■ Activity
Copy out every line of the records below, character for character, with nothing changed.
***** Working data
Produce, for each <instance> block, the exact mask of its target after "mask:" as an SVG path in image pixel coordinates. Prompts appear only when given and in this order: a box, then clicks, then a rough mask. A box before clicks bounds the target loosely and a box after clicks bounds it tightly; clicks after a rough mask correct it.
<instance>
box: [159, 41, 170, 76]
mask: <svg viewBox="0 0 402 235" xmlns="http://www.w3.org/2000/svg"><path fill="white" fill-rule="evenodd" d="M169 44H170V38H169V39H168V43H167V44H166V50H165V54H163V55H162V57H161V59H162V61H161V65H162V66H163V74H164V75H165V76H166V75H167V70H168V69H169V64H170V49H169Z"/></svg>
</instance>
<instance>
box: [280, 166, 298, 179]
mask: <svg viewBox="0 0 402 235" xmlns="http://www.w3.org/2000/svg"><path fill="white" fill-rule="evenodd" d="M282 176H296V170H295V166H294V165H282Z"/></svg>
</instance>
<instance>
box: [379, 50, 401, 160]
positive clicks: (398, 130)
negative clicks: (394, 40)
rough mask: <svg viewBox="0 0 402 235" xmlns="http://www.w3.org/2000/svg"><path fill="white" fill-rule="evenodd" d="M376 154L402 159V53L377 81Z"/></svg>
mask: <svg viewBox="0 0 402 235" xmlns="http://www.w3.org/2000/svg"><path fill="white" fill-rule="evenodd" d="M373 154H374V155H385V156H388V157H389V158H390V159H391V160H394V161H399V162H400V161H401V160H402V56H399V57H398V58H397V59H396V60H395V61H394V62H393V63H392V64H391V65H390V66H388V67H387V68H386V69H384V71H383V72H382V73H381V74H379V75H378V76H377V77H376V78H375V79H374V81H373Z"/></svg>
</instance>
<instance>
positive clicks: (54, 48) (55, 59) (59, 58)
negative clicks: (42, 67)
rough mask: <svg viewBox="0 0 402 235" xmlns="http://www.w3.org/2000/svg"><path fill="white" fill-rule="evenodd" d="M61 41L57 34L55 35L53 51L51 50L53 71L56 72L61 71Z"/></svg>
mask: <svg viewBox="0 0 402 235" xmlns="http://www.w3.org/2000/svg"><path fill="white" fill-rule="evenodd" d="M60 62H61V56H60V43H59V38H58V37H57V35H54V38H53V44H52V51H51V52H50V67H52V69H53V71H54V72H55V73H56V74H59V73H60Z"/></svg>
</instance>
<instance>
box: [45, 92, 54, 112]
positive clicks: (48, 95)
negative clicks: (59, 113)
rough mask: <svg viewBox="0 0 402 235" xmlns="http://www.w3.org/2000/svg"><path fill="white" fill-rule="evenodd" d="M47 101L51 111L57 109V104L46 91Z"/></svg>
**********
■ Completed task
Produce, for each <instance> block, the exact mask of its target after "mask:" as an SVG path in image pixel coordinates. Prompts appear only when given and in this order: a box, then clicks, then a rough mask. A box before clicks bounds the target loosely and a box after clicks bounds it tightly; clicks after a rough mask correct it.
<instance>
box: [159, 41, 170, 76]
mask: <svg viewBox="0 0 402 235" xmlns="http://www.w3.org/2000/svg"><path fill="white" fill-rule="evenodd" d="M169 44H170V38H169V39H168V43H167V44H166V50H165V54H163V55H162V57H161V59H162V61H161V65H162V66H163V74H164V75H165V76H166V75H167V70H168V69H169V64H170V49H169Z"/></svg>
</instance>
<instance>
box: [280, 166, 298, 179]
mask: <svg viewBox="0 0 402 235" xmlns="http://www.w3.org/2000/svg"><path fill="white" fill-rule="evenodd" d="M282 176H296V170H295V166H294V165H282Z"/></svg>
</instance>
<instance>
box: [379, 50, 401, 160]
positive clicks: (398, 130)
negative clicks: (394, 40)
rough mask: <svg viewBox="0 0 402 235" xmlns="http://www.w3.org/2000/svg"><path fill="white" fill-rule="evenodd" d="M376 154L402 159V53L377 81Z"/></svg>
mask: <svg viewBox="0 0 402 235" xmlns="http://www.w3.org/2000/svg"><path fill="white" fill-rule="evenodd" d="M373 154H374V155H385V156H388V157H389V158H390V159H391V160H394V161H399V162H400V161H401V160H402V56H399V57H398V58H397V59H396V60H395V61H394V62H393V63H392V64H391V65H390V66H388V67H387V68H386V69H384V71H383V72H382V73H381V74H379V75H378V76H377V77H376V78H375V79H374V81H373Z"/></svg>
</instance>
<instance>
positive clicks: (54, 48) (55, 59) (59, 58)
negative clicks: (42, 67)
rough mask: <svg viewBox="0 0 402 235" xmlns="http://www.w3.org/2000/svg"><path fill="white" fill-rule="evenodd" d="M61 41L57 34L55 35L53 51L51 50L53 71L56 72L61 71Z"/></svg>
mask: <svg viewBox="0 0 402 235" xmlns="http://www.w3.org/2000/svg"><path fill="white" fill-rule="evenodd" d="M60 62H61V56H60V43H59V38H58V37H57V35H54V38H53V44H52V51H51V52H50V67H52V69H53V71H54V72H55V73H56V74H59V73H60Z"/></svg>
</instance>
<instance>
box: [45, 92, 54, 112]
positive clicks: (48, 95)
negative clicks: (59, 113)
rough mask: <svg viewBox="0 0 402 235" xmlns="http://www.w3.org/2000/svg"><path fill="white" fill-rule="evenodd" d="M47 101L51 111L57 109V104L46 91Z"/></svg>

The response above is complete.